## Exercise aim
The entries below should be quoted exactly, with no pictures carried over.

## Records for this task
──────────────────────────────

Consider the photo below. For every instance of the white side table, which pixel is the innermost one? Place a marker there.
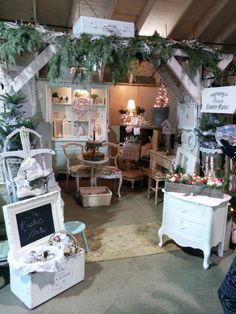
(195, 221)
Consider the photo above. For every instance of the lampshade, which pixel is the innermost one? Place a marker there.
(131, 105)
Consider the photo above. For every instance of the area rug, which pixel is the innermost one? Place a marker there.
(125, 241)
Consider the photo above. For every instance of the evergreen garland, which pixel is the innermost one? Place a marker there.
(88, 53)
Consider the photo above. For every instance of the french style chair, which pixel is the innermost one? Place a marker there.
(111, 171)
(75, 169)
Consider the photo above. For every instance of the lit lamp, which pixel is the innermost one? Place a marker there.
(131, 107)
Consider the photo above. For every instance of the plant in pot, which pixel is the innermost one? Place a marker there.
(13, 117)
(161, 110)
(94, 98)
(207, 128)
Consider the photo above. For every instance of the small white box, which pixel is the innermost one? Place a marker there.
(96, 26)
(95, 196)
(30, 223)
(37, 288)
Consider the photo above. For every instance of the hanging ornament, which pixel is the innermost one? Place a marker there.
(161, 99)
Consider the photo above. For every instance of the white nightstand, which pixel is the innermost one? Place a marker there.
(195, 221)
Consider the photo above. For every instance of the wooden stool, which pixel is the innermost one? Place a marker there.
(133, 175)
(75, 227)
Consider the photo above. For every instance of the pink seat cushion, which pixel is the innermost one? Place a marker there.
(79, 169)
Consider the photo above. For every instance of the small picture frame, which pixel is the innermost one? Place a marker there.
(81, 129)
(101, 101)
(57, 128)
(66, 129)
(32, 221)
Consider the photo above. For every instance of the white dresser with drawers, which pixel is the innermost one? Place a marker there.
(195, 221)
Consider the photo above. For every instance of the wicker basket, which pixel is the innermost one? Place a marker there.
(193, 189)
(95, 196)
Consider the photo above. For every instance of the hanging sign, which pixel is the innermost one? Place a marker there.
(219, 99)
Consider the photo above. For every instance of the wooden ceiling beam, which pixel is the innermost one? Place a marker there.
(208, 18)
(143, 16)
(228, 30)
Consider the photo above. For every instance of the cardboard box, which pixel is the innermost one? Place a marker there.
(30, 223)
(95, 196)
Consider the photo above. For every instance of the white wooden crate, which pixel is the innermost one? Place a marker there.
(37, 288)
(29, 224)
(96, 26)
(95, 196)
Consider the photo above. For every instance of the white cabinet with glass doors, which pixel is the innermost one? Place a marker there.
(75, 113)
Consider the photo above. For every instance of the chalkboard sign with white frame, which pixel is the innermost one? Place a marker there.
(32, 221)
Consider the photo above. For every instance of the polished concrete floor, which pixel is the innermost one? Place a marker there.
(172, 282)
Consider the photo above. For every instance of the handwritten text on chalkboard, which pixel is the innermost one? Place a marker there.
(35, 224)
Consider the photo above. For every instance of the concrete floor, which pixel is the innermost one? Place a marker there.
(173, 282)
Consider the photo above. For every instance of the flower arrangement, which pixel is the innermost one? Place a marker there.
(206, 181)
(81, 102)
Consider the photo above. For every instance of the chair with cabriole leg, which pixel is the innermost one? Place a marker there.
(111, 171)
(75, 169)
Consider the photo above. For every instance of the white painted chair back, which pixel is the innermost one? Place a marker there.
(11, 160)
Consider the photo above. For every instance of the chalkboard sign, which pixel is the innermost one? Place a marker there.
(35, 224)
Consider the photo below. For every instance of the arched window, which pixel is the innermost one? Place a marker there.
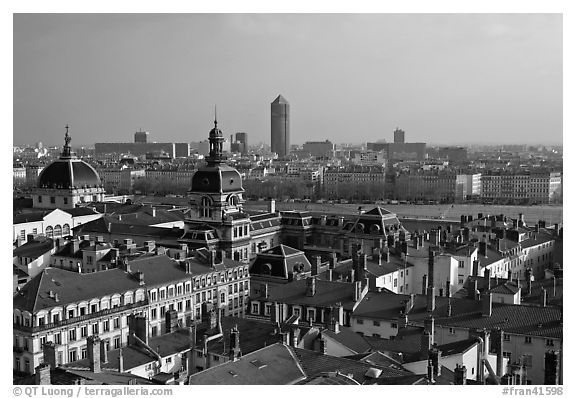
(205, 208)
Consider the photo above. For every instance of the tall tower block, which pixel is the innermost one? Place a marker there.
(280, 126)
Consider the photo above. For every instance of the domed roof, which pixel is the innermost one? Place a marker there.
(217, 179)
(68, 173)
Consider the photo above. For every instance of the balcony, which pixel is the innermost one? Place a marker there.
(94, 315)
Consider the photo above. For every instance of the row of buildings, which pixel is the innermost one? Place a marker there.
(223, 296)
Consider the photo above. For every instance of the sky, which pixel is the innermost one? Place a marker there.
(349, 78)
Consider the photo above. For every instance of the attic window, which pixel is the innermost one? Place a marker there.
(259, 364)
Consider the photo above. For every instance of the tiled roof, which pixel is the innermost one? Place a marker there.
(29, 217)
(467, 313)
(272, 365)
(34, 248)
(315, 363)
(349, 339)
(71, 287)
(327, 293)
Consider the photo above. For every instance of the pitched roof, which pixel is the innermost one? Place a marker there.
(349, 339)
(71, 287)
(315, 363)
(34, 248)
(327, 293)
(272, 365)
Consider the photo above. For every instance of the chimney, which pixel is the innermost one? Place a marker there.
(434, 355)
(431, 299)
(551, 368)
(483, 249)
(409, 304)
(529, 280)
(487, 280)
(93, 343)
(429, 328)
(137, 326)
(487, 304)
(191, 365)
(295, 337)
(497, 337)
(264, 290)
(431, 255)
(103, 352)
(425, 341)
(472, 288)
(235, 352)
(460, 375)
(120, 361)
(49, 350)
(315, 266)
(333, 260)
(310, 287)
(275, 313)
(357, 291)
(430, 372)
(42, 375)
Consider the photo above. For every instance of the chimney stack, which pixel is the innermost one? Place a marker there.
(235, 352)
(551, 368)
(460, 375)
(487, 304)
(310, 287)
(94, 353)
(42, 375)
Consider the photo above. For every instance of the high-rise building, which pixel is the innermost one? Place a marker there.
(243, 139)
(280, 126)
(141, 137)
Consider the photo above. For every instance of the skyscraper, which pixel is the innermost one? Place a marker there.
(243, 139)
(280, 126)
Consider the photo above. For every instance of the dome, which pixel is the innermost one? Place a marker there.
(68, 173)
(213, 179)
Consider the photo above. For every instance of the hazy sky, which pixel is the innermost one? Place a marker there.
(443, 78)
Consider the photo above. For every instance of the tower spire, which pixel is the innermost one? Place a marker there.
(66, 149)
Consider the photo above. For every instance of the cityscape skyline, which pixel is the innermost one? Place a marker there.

──────────────────────────────

## Reply
Consider the photo below. For every instance of the white side table, which pixel is the innermost one? Place a marker there.
(195, 221)
Consider the photo above. For every instance of the lampshade, which pixel is the innermost one? Place a marker there.
(131, 105)
Consider the photo above. For every instance of the area rug, which pixel is the innermost one? Place a marker there.
(125, 241)
Consider the photo above. For every instance of the evergreen garland, which pixel is the innermost one? Place a marker there.
(88, 53)
Consider the photo above. For every instance of the french style chair, which pixel is the innermost one? Place a marker there.
(111, 171)
(75, 169)
Consider the photo above. For every instance of the lit lamp, which pixel is the innermost one? Place a marker there.
(131, 107)
Consider the photo above. For every instance of the plant in pot, which pixel is the innermost one? Place a marker there.
(13, 117)
(161, 110)
(94, 98)
(207, 128)
Consider the photo above. For every instance of the small white box, which pixel is the innermost one? Place a marker there.
(96, 26)
(95, 196)
(30, 223)
(37, 288)
Consider the photo above. For every instance of the hanging ornament, which pixel is the innermost one? Place a marker there.
(161, 99)
Consider the photo above. For every instance of the white nightstand, which pixel is the innermost one? Place a marker there.
(195, 221)
Consider the photo above. For every instance of the wooden stool, which pixel is the innermost one? Place a marker there.
(133, 175)
(75, 227)
Consider the photo above. For every instance of the pink seat cushion, which pixel is the innermost one? Place a marker there.
(79, 169)
Consider the photo above. For every instance of the small picture frame, which pixel is the innermost one? Place a marker there.
(81, 129)
(101, 101)
(57, 128)
(66, 129)
(32, 221)
Consider the photo above. For every instance of the white dresser with drawers, which pixel is the innermost one? Place a marker there.
(195, 221)
Consider the photo above. For every instance of the wicker basket, which pixel is the innermost one? Place a marker there.
(193, 189)
(95, 196)
Consider the photo above. For every instance of the hanging sign, which pixel is the innermost one? Place a marker there.
(219, 99)
Consider the photo above. For every instance of the wooden ceiling beam, which pixel is the innermost one? Place a marker there.
(208, 18)
(143, 16)
(228, 30)
Consider the photo above. For every instance of the cardboard box, which pixel is the innermost one? Place a marker there.
(30, 223)
(95, 196)
Consider the photo above. For every instance of the white wooden crate, which pixel is the innermost one? Place a marker there.
(37, 288)
(29, 224)
(96, 26)
(95, 196)
Consider the photo above. For every instance of the white cabinet with glass doors, which pixel is the innermost one? Place a marker there.
(75, 113)
Consider the photo above. For every instance of the chalkboard sign with white frame, which pixel is the innermost one? Place a marker there.
(32, 221)
Consider the photo above. For every instance of the polished concrete floor, which pixel is the innermost one? Place a marker there.
(172, 282)
Consider the photo above. For every instance of the handwritten text on chalkboard, which pixel is the innermost one? Place a marker there.
(35, 224)
Consider the photo above. For every instance of the concrete floor, which pixel is the innermost one? Place a marker there.
(173, 282)
Consider the photo above. For every instance of the flower arrangement, which pixel is the innermost one? Place a marker there.
(206, 181)
(81, 102)
Consider the photo above. For every instance of the chair with cabriole leg, which pixel is the innermost one? Place a marker there.
(111, 171)
(75, 169)
Consider the photo above. For every instance of the white painted chair back, which pixel is the innermost one? Place a marker there.
(11, 160)
Consider the photo above. For every instance of the chalkboard sign, which pixel is the innermost one? Place a marker there.
(35, 224)
Consider the photo below. For every instance of the arched window, which pixel is the innermost one? Place a marker there.
(205, 208)
Consider the photo above. For every instance of the tall tower block, which pixel is the innermost one? Place a marker there.
(280, 126)
Consider the photo above. For every instance of the domed roof, which pixel is the innermost one? Place a marker there.
(217, 179)
(68, 173)
Consider the photo above. For every instance of the balcony, which pixel is the innermost one? Place a marker there.
(94, 315)
Consider the photo above. For every instance of the row of buildings, which pixel is the innermost one? Place a marker there.
(223, 296)
Consider the photo above. For every instance of the sky, which pixel is the innermost one? Place a marker there.
(349, 78)
Consider the photo above. For every instance of the attic window, which pixel is the innermost one? Place a marker there.
(259, 364)
Consider the photo above. For every instance of the tiled roof, which pixel is the innermost one? Place a marker there.
(29, 217)
(467, 313)
(272, 365)
(34, 248)
(315, 363)
(349, 339)
(71, 287)
(327, 293)
Consider the photo above. For every instance of the pitched roof, which pixel is the innermost one? Place a marker there.
(349, 339)
(71, 287)
(315, 363)
(34, 248)
(327, 293)
(272, 365)
Consider the photo above. For every instance of the chimney, which pixel is the innermost one? Place a marker there.
(434, 355)
(431, 299)
(551, 368)
(483, 249)
(409, 304)
(529, 280)
(487, 280)
(93, 343)
(429, 328)
(137, 326)
(487, 304)
(191, 365)
(295, 337)
(497, 337)
(264, 290)
(431, 255)
(103, 352)
(425, 341)
(472, 288)
(235, 352)
(460, 375)
(120, 361)
(49, 350)
(315, 266)
(333, 260)
(310, 287)
(275, 313)
(357, 291)
(430, 372)
(42, 375)
Consider the photo above. For every instance of the chimney stack, which pixel is the innermost one? Place a marker there.
(235, 352)
(551, 368)
(460, 375)
(487, 304)
(310, 287)
(94, 353)
(42, 375)
Consider the photo above. For every instance of the high-rise building, which pixel is the innermost one? Place a marker there.
(243, 139)
(280, 126)
(141, 137)
Consider the photo above. For every instance of the skyscraper, which pixel is the innermost one? Place a marker there.
(243, 139)
(280, 126)
Consider the photo above. For every instance of the dome, which pixel is the innermost one? Place a marker there.
(68, 173)
(213, 179)
Consider the photo above. For every instance of the hazy sky, which pixel is the innermost one? Place a marker there.
(443, 78)
Consider the photo above. For every instance of the tower spire, which pixel is the innermost one? Place a marker there.
(66, 149)
Consider the photo above. For every instance of the cityscape skyline, which pixel is the innermost one? Place a marker there.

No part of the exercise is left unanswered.